*DIRECTIONS FOR THIS TASK*: Reproduce the rows below, starting at their very beginning and ending with the line that contains "xmin=445 ymin=124 xmax=520 ymax=161", both ends included. Omit the pictures from your answer.

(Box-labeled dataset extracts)

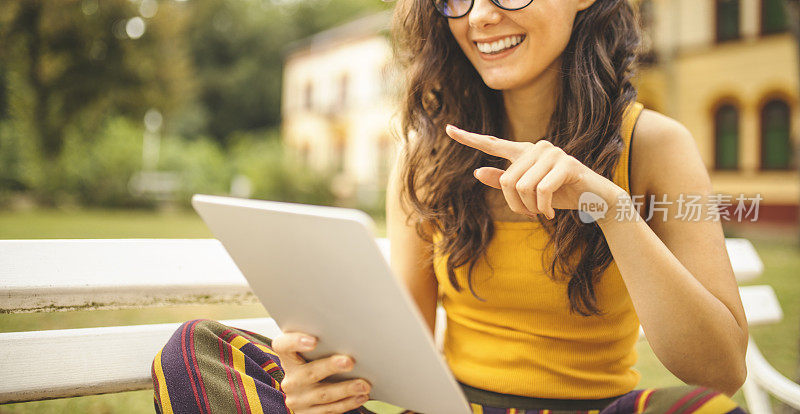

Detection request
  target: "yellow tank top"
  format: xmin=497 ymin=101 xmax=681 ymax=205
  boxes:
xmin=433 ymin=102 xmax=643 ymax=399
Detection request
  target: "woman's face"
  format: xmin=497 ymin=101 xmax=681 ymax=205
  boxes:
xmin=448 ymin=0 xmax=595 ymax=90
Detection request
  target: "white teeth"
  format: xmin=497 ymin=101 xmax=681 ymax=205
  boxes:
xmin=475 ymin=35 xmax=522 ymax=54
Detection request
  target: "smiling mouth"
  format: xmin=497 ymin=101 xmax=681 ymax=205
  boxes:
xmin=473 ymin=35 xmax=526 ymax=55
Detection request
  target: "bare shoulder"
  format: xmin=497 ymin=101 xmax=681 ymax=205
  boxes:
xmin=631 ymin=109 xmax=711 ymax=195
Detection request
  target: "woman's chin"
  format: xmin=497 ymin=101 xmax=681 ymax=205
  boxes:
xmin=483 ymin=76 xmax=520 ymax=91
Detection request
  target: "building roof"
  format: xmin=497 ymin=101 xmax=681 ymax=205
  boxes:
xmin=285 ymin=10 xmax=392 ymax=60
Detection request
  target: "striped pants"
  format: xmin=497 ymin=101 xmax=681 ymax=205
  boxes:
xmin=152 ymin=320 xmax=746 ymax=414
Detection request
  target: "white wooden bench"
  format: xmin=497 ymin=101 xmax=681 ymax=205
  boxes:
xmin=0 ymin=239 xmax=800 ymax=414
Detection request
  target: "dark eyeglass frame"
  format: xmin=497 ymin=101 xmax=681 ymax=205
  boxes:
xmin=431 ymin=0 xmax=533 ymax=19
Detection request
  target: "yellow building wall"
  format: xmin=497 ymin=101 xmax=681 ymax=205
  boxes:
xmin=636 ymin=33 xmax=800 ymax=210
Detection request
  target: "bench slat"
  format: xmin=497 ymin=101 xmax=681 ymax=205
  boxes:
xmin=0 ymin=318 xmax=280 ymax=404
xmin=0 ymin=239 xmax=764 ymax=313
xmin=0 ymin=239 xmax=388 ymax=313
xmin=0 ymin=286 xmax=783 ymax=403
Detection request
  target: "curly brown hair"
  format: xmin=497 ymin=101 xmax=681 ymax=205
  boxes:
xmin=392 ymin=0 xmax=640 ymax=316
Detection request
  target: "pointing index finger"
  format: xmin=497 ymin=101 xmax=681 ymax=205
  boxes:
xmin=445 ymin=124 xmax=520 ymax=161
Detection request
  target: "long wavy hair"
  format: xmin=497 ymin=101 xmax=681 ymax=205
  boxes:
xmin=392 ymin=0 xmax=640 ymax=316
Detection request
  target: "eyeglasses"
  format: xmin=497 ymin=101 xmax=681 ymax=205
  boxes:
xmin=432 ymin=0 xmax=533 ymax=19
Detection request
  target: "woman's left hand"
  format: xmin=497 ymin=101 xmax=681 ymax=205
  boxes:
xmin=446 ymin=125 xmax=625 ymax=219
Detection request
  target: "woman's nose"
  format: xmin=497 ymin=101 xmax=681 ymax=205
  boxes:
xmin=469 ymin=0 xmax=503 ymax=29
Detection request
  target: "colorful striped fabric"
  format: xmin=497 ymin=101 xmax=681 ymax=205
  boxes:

*COMPLETED TASK*:
Detection request
  target: "yellow tank top"
  format: xmin=497 ymin=101 xmax=681 ymax=205
  boxes:
xmin=433 ymin=102 xmax=643 ymax=399
Detection request
  target: "woman's face"
  format: xmin=497 ymin=101 xmax=681 ymax=205
  boxes:
xmin=448 ymin=0 xmax=595 ymax=90
Detection request
  target: "white teeth"
  format: xmin=497 ymin=101 xmax=681 ymax=205
  boxes:
xmin=475 ymin=35 xmax=522 ymax=54
Detection request
  target: "smiling mouth"
  format: xmin=497 ymin=101 xmax=681 ymax=205
  boxes:
xmin=473 ymin=35 xmax=526 ymax=55
Detection request
  target: "bare shoulder"
  format: xmin=497 ymin=101 xmax=681 ymax=205
  boxes:
xmin=631 ymin=109 xmax=711 ymax=195
Detection request
  target: "woman's chin"
  format: xmin=497 ymin=101 xmax=681 ymax=205
  boxes:
xmin=483 ymin=76 xmax=520 ymax=91
Detection request
  target: "building roof"
  format: xmin=497 ymin=101 xmax=681 ymax=205
  boxes:
xmin=285 ymin=10 xmax=392 ymax=60
Detection request
  target: "striped pants"
  format: xmin=497 ymin=101 xmax=681 ymax=205
  boxes:
xmin=152 ymin=320 xmax=746 ymax=414
Detection request
  target: "white wooden bench"
  format: xmin=497 ymin=101 xmax=681 ymax=205
  boxes:
xmin=0 ymin=239 xmax=800 ymax=414
Detection request
  target: "dark eyeglass frame"
  format: xmin=497 ymin=101 xmax=681 ymax=205
  boxes:
xmin=431 ymin=0 xmax=533 ymax=19
Detection request
  target: "yellow building wall"
  format: xmin=497 ymin=101 xmax=681 ymax=205
  boxes:
xmin=636 ymin=33 xmax=800 ymax=210
Detection request
  target: "bench slat"
  format: xmin=497 ymin=101 xmax=681 ymax=205
  boxes:
xmin=0 ymin=318 xmax=280 ymax=404
xmin=0 ymin=239 xmax=764 ymax=313
xmin=0 ymin=239 xmax=388 ymax=313
xmin=0 ymin=286 xmax=783 ymax=403
Detection request
  target: "curly brown hair"
  format: xmin=497 ymin=101 xmax=681 ymax=205
  boxes:
xmin=392 ymin=0 xmax=640 ymax=316
Detection request
  target: "pointing index finger"
  format: xmin=497 ymin=101 xmax=681 ymax=205
  boxes:
xmin=445 ymin=124 xmax=520 ymax=161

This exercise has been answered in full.